Question

Show that in $\begin{array}{c}\Delta ABC\\ \sum a^3\cos \left(B-C\right)=3abc\end{array}$

Answer 1

L.H.S. $=\sum a^3\cos (B-C)$

$=\sum a^2\left(2R\sin A\right)\cos (B-C)$

$=R\sum a^2.\left[2\sin \right(B+C\left)\cos \right(B-C\left)\right]$

$=R\sum a^2(\sin 2B+\sin 2C)$

$=R\sum a^2(2\sin B\cos B+2\sin C\cos C)$

$=\sum \left[a^2\right(2R\sin B)\cos B+a^2(2R\sin C\left)\cos C\right]$

$=\sum (a^{2}b\cos B+a^{2}c\cos C)$

$=(a^{2}b\cos B+a^{2}C\cos C)+(b^{2}c\cos C+b^{2}a\cos A)+(c^{2}a\cos A+c^{2}b\cos B)$

$=ab(a\cos B+b\cos A)+bc(b\cos C+c\cos B)+ca(C\cos A+a\cos C)$

$=ab\left(C\right)+bc\left(a\right)+ca\left(b\right)$

$=3abc=$ R.H.S.

→ **DATA SECTION**

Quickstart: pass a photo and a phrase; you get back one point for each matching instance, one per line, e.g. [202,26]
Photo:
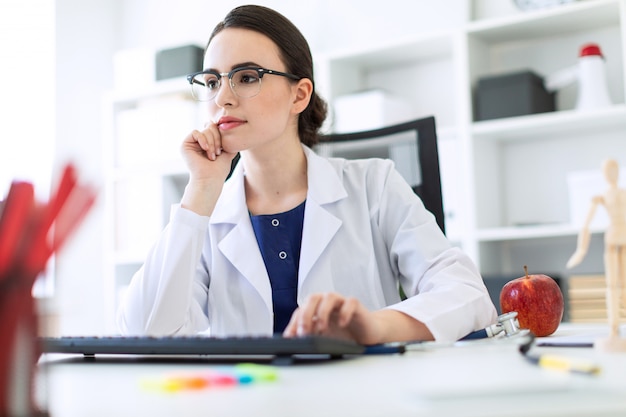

→ **ACTIONS TO TAKE**
1. Decide whether each statement agrees with the triangle identity proof, and answer yes or no for each, quoting the deciding words. (a) In its first step after the left-hand side, the proof writes one factor of a as 2R sin A. (b) The identity to be shown has abc, not 3abc, on its right side. (c) The proof starts from the left-hand side and ends at the right-hand side.
2. In the triangle identity proof, what does sin 2B become when it is expanded?

→ **TASK-BY-TASK ANSWERS**
1.
(a) Yes: "$=\sum a^2\left(2R\sin A\right)\cos (B-C)$"
(b) No: "\sum a^3\cos \left(B-C\right)=3abc"
(c) Yes: "L.H.S. $=\sum a^3\cos (B-C)$" and "$=3abc=$ R.H.S."

2. $2\sin B\cos B$